* [Your instructions]: Reproduce word for word the lines running from the one containing "-- sample [426,56]." up to and including the final line of the items.

====================

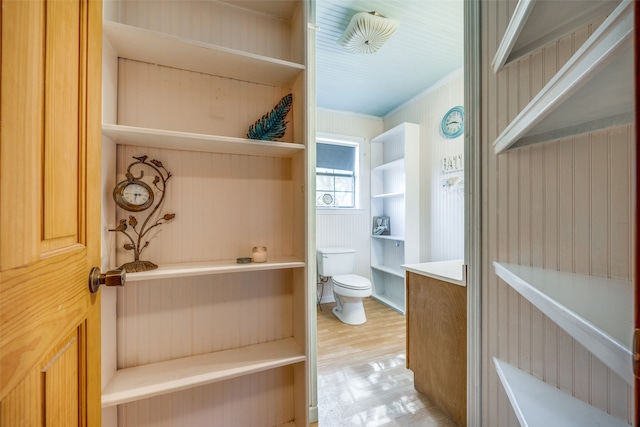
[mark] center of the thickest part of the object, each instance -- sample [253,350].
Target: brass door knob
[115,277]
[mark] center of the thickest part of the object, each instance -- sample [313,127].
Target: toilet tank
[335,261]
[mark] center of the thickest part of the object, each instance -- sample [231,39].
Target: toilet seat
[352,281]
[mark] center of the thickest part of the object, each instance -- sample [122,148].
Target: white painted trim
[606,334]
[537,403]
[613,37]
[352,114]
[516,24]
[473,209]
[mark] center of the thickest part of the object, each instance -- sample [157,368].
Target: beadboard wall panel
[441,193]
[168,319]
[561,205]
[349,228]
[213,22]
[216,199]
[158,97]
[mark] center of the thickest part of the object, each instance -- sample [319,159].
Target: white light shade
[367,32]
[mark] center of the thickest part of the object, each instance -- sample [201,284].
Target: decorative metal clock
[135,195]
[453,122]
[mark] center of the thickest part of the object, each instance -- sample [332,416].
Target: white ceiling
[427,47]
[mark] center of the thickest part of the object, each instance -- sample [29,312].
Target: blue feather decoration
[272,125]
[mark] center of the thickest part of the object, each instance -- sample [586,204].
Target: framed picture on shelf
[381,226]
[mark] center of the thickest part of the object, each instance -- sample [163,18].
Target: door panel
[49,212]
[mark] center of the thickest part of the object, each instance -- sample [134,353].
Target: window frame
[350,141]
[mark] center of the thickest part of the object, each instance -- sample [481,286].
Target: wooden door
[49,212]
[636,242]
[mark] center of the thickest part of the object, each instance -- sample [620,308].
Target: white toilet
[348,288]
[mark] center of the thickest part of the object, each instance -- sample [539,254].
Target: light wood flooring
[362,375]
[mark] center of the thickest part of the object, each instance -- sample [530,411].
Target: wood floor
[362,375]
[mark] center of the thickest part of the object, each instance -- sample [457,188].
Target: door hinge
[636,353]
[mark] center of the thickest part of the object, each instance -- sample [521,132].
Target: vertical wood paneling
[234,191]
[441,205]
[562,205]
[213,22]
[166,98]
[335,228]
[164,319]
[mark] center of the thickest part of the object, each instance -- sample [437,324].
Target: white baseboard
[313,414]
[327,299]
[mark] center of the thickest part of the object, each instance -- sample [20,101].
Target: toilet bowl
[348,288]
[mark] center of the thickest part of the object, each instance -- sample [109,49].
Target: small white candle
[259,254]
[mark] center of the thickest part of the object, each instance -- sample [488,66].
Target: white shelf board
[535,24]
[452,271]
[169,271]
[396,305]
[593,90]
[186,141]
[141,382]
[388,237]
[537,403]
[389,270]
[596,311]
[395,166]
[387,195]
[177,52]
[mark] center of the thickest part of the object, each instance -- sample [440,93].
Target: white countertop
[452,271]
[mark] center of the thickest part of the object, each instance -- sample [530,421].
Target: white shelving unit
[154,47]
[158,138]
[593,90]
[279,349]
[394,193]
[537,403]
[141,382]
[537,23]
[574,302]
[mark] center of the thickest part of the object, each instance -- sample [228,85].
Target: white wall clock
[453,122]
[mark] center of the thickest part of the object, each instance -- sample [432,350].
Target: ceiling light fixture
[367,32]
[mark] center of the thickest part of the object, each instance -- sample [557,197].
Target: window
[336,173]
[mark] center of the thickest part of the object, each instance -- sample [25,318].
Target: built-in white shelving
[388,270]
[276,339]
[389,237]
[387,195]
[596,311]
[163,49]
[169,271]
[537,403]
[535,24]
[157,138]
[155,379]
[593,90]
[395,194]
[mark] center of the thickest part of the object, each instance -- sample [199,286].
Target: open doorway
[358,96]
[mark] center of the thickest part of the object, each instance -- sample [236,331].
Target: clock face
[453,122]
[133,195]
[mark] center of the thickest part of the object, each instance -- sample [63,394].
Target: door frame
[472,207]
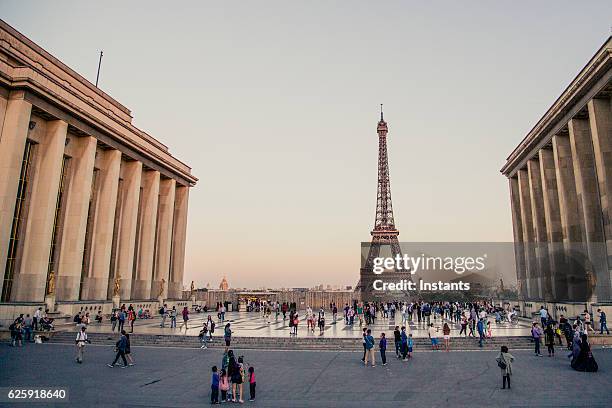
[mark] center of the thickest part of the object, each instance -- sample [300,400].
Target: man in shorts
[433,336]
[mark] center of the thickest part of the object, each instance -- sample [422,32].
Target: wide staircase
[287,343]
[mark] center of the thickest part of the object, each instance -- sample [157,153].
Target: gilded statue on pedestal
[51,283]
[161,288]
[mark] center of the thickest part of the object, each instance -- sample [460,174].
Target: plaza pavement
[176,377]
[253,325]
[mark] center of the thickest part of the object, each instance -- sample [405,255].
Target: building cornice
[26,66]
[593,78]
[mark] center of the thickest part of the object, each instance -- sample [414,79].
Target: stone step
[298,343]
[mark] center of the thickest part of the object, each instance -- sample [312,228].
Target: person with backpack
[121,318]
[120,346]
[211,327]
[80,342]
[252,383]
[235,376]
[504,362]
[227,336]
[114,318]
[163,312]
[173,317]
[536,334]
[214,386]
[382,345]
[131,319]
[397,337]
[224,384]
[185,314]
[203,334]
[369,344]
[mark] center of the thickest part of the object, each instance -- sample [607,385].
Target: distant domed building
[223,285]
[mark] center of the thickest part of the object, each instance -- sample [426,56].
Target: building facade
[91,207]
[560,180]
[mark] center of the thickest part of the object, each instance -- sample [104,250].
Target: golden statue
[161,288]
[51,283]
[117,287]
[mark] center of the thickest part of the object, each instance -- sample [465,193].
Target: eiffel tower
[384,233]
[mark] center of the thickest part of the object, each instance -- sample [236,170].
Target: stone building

====================

* [Solution below]:
[mark] center of the thickest part of the object, each instance -- sample [426,56].
Target: building facade
[91,207]
[560,180]
[mark] center of the thickest part of the object, each instance -- sample [104,250].
Target: golden statue
[161,288]
[51,283]
[117,287]
[mark] center of the thickest part of the object, each instance -- sample [465,193].
Target: eiffel tower
[384,233]
[mark] center of the thickest part of the object, each instance -- sample [236,170].
Target: stone building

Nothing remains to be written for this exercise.